Text:
By William Schomberg and Suban Abdulla
LONDON (Reuters) -British pay rose by more than expected in the three months to October, official data showed on Tuesday, prompting investors to further rein in bets on Bank of England interest rate cuts next year, despite warning signs of a slowdown in the economy.
Average weekly earnings, excluding bonuses, were 5.2% higher in the three months to the end of October than a year earlier, the Office for National Statistics said.
A Reuters poll of economists had mostly forecast a rise of 5.0%.
“Today’s data release will do little to shift the Bank’s focus away from worrying about high inflation to more towards worrying about weak activity,” Ashley Webb, UK economist at Capital Economics, said.
Sterling jumped by more than a third of a cent against the U.S. dollar after the figures were published.
Investors pared back BoE rate cut bets to fully price in just two quarter-point cuts in borrowing costs between now and the end of 2025.

Supplied entries:
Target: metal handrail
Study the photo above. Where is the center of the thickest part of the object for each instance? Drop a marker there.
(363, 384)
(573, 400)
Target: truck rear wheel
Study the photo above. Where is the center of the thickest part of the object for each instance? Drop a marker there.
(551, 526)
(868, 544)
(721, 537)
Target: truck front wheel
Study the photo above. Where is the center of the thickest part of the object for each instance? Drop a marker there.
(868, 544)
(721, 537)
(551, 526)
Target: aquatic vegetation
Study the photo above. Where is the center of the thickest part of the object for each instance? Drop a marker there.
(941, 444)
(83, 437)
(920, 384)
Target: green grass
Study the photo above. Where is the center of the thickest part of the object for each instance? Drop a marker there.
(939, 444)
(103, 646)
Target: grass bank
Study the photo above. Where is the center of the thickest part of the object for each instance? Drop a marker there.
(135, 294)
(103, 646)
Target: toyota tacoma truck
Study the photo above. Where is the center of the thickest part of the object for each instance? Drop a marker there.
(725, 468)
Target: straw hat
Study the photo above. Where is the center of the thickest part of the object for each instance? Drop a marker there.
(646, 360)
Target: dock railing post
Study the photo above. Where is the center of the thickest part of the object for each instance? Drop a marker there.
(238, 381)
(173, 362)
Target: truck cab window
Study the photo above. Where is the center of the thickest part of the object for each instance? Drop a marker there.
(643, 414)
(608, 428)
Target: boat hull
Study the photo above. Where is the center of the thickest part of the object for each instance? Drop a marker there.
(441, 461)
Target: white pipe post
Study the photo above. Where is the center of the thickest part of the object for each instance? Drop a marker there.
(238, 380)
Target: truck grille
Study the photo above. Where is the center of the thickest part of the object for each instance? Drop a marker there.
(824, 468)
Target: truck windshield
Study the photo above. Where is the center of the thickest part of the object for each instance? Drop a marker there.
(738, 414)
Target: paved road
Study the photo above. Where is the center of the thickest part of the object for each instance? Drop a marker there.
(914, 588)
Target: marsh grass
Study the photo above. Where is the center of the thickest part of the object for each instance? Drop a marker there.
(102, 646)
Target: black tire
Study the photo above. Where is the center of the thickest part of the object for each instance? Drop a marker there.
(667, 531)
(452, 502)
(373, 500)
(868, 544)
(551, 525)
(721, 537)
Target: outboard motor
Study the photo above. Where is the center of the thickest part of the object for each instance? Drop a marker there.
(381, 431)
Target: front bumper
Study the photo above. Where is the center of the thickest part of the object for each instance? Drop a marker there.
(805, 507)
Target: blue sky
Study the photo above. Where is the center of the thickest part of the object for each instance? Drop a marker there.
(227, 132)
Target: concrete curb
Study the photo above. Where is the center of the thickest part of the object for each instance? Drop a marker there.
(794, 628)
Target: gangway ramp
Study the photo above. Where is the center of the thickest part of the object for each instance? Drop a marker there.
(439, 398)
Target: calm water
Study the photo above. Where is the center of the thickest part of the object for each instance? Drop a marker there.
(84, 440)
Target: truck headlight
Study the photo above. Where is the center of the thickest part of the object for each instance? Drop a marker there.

To do:
a: Answer these questions from the article on British pay above the data:
(i) By what percentage were average weekly earnings, excluding bonuses, higher in the three months to the end of October than a year earlier?
(ii) At which firm is Ashley Webb a UK economist?
(iii) How many quarter-point cuts in borrowing costs between now and the end of 2025 did investors fully price in?
b: Reproduce the passage of the article on British pay between "By William Schomberg" and "Capital Economics, said.", inclusive.

Exercise answers:
a:
(i) 5.2%
(ii) Capital Economics
(iii) Two

b:
By William Schomberg and Suban Abdulla
LONDON (Reuters) -British pay rose by more than expected in the three months to October, official data showed on Tuesday, prompting investors to further rein in bets on Bank of England interest rate cuts next year, despite warning signs of a slowdown in the economy.
Average weekly earnings, excluding bonuses, were 5.2% higher in the three months to the end of October than a year earlier, the Office for National Statistics said.
A Reuters poll of economists had mostly forecast a rise of 5.0%.
“Today’s data release will do little to shift the Bank’s focus away from worrying about high inflation to more towards worrying about weak activity,” Ashley Webb, UK economist at Capital Economics, said.